**Assignment:** Leave out any picture and return the remaining listing below exactly as given.

*** Material to process Section Begins ***

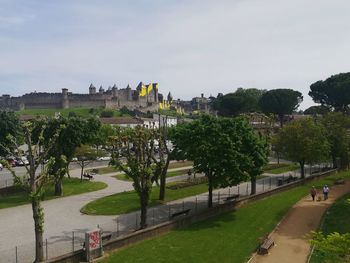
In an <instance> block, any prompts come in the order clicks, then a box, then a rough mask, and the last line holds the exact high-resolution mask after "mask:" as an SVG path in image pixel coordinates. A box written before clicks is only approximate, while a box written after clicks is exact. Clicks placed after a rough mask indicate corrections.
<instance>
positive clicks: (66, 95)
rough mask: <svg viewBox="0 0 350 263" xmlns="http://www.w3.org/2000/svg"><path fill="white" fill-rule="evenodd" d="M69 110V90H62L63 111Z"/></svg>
mask: <svg viewBox="0 0 350 263" xmlns="http://www.w3.org/2000/svg"><path fill="white" fill-rule="evenodd" d="M68 108H69V100H68V89H62V109H68Z"/></svg>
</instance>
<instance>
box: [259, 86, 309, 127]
mask: <svg viewBox="0 0 350 263" xmlns="http://www.w3.org/2000/svg"><path fill="white" fill-rule="evenodd" d="M302 101H303V96H302V94H301V93H300V92H299V91H295V90H292V89H273V90H269V91H267V92H265V93H264V94H263V95H262V96H261V99H260V101H259V105H260V107H261V110H262V111H263V112H264V113H272V114H275V115H277V116H278V119H279V121H280V124H281V126H283V121H284V116H285V115H287V114H292V113H293V112H294V111H295V110H297V109H298V107H299V104H300V103H301V102H302Z"/></svg>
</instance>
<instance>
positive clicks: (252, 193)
mask: <svg viewBox="0 0 350 263" xmlns="http://www.w3.org/2000/svg"><path fill="white" fill-rule="evenodd" d="M250 184H251V191H250V195H255V194H256V177H252V178H251V179H250Z"/></svg>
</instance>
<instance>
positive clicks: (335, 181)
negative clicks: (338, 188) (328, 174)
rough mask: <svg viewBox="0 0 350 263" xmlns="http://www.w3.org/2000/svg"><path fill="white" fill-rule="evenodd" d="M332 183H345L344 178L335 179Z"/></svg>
mask: <svg viewBox="0 0 350 263" xmlns="http://www.w3.org/2000/svg"><path fill="white" fill-rule="evenodd" d="M334 184H345V180H344V179H338V180H337V181H335V182H334Z"/></svg>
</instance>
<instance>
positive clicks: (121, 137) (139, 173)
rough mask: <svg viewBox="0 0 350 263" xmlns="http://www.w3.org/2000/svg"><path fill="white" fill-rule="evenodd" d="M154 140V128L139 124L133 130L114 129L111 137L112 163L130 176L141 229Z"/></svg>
mask: <svg viewBox="0 0 350 263" xmlns="http://www.w3.org/2000/svg"><path fill="white" fill-rule="evenodd" d="M156 140H157V135H156V134H155V131H154V130H152V129H146V128H144V127H141V126H137V127H136V128H135V129H125V130H121V129H117V135H116V136H115V137H112V138H111V143H112V145H113V152H112V164H113V165H115V166H116V167H117V168H118V169H120V170H121V171H123V172H124V173H125V174H126V176H128V177H129V178H131V179H132V181H133V187H134V189H135V191H136V193H137V194H138V196H139V199H140V206H141V220H140V221H141V222H140V227H141V229H143V228H145V227H146V226H147V207H148V203H149V199H150V195H151V191H152V182H153V180H152V178H154V176H155V169H156V165H155V163H154V161H153V160H154V155H155V141H156Z"/></svg>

*** Material to process Section Ends ***

**Result below:**
In an <instance> block, any prompts come in the order clicks, then a box, then a rough mask, and the last line holds the exact high-resolution mask after "mask:" as an SVG path in image pixel coordinates. A box written before clicks is only approximate, while a box written after clicks is exact. Clicks placed after a rough mask indicate corrections.
<instance>
positive clicks: (66, 95)
rough mask: <svg viewBox="0 0 350 263" xmlns="http://www.w3.org/2000/svg"><path fill="white" fill-rule="evenodd" d="M69 110V90H62L63 111Z"/></svg>
mask: <svg viewBox="0 0 350 263" xmlns="http://www.w3.org/2000/svg"><path fill="white" fill-rule="evenodd" d="M68 108H69V100H68V89H62V109H68Z"/></svg>
</instance>
<instance>
box: [259, 86, 309, 127]
mask: <svg viewBox="0 0 350 263" xmlns="http://www.w3.org/2000/svg"><path fill="white" fill-rule="evenodd" d="M302 101H303V96H302V94H301V93H300V92H299V91H295V90H292V89H273V90H269V91H267V92H265V93H264V94H263V95H262V96H261V99H260V101H259V105H260V107H261V110H262V111H263V112H264V113H272V114H275V115H277V116H278V119H279V121H280V124H281V126H283V121H284V116H285V115H287V114H292V113H293V112H294V111H295V110H297V109H298V107H299V104H300V103H301V102H302Z"/></svg>
</instance>
<instance>
positive clicks: (252, 193)
mask: <svg viewBox="0 0 350 263" xmlns="http://www.w3.org/2000/svg"><path fill="white" fill-rule="evenodd" d="M250 184H251V191H250V195H255V194H256V177H252V178H251V179H250Z"/></svg>
</instance>
<instance>
positive clicks: (335, 181)
negative clicks: (338, 188) (328, 174)
rough mask: <svg viewBox="0 0 350 263" xmlns="http://www.w3.org/2000/svg"><path fill="white" fill-rule="evenodd" d="M332 183H345L344 178L335 179Z"/></svg>
mask: <svg viewBox="0 0 350 263" xmlns="http://www.w3.org/2000/svg"><path fill="white" fill-rule="evenodd" d="M334 184H345V180H344V179H338V180H337V181H335V182H334Z"/></svg>
</instance>
<instance>
positive clicks: (121, 137) (139, 173)
rough mask: <svg viewBox="0 0 350 263" xmlns="http://www.w3.org/2000/svg"><path fill="white" fill-rule="evenodd" d="M154 140V128L139 124L133 130L114 129L111 137L112 163L130 176L141 229Z"/></svg>
mask: <svg viewBox="0 0 350 263" xmlns="http://www.w3.org/2000/svg"><path fill="white" fill-rule="evenodd" d="M156 140H157V135H156V134H155V131H154V130H152V129H146V128H144V127H141V126H137V127H136V128H135V129H125V130H121V129H117V135H116V136H115V137H112V138H111V143H112V145H113V152H112V164H113V165H115V166H116V167H117V168H118V169H120V170H121V171H123V172H124V173H125V174H126V176H128V177H129V178H131V179H132V181H133V187H134V189H135V191H136V193H137V194H138V196H139V199H140V206H141V220H140V221H141V222H140V227H141V229H143V228H145V227H146V226H147V207H148V203H149V199H150V195H151V191H152V182H153V180H152V178H154V176H155V169H156V165H155V163H154V161H153V160H154V155H155V141H156Z"/></svg>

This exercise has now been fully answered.